## Aim
Revise the records from the line containing "Where can you find the black beard" down to the line containing "point(579, 80)", both included, replacing "black beard" with "dark beard" and leaving everything else unchanged. Give only those revised lines.
Supplied material start
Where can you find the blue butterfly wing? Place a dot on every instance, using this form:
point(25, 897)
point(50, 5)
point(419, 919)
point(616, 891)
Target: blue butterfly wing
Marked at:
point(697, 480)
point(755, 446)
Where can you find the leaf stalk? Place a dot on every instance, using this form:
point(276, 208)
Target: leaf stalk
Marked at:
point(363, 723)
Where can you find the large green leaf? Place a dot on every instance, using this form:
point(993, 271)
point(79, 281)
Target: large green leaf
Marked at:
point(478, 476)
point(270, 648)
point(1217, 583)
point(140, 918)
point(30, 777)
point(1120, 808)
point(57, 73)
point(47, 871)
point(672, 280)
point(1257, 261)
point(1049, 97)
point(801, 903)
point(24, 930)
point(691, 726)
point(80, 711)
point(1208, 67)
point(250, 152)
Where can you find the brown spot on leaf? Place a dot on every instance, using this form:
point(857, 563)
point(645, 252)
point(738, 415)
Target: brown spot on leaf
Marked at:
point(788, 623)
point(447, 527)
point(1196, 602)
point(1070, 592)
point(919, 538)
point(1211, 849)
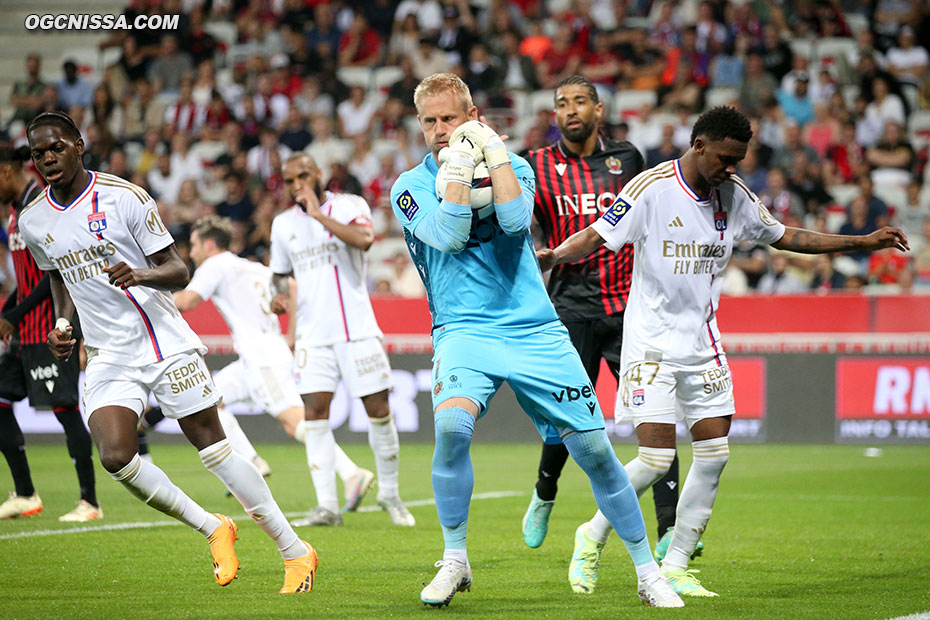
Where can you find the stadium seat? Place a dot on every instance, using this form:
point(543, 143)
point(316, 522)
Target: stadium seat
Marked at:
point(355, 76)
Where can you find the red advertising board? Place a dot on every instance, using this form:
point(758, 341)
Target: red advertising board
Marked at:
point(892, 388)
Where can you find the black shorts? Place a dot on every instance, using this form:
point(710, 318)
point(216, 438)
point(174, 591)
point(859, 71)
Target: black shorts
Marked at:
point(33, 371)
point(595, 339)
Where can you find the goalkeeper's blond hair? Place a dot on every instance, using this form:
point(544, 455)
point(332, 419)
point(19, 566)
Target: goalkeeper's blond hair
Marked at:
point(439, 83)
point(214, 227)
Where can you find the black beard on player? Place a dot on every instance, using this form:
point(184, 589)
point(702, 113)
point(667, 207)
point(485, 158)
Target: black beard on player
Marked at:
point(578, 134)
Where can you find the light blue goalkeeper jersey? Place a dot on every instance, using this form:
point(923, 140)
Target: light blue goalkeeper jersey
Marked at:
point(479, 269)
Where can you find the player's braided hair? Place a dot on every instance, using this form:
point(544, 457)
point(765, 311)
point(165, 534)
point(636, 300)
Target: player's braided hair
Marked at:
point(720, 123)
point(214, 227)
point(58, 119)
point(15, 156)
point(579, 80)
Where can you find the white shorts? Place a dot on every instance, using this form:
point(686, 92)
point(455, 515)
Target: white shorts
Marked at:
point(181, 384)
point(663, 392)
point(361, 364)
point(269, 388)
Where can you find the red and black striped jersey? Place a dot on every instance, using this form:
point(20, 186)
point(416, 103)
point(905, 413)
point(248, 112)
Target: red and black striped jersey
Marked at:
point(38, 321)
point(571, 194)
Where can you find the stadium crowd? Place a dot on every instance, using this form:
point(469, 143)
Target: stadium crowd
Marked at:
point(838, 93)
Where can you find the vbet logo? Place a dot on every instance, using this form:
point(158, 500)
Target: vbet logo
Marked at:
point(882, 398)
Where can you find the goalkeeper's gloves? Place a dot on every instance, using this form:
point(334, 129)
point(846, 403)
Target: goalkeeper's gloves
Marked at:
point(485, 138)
Supplied material end
## Expected output
Where can you find the dark beard on player? Place a dot on every instance, using this form:
point(184, 589)
point(702, 113)
point(667, 207)
point(485, 158)
Target: dark beard on player
Marked at:
point(578, 134)
Where can you find the light blue goalkeeper jersey? Place a dot on every instance, using this form:
point(923, 140)
Target: light blue goalkeeper jersey
Marked at:
point(479, 269)
Where can you find the player's braided hair? Place a dot on every instance, using this form:
point(544, 457)
point(765, 311)
point(165, 534)
point(636, 300)
Target: player's braided hair
Marked at:
point(720, 123)
point(214, 227)
point(58, 119)
point(15, 156)
point(579, 80)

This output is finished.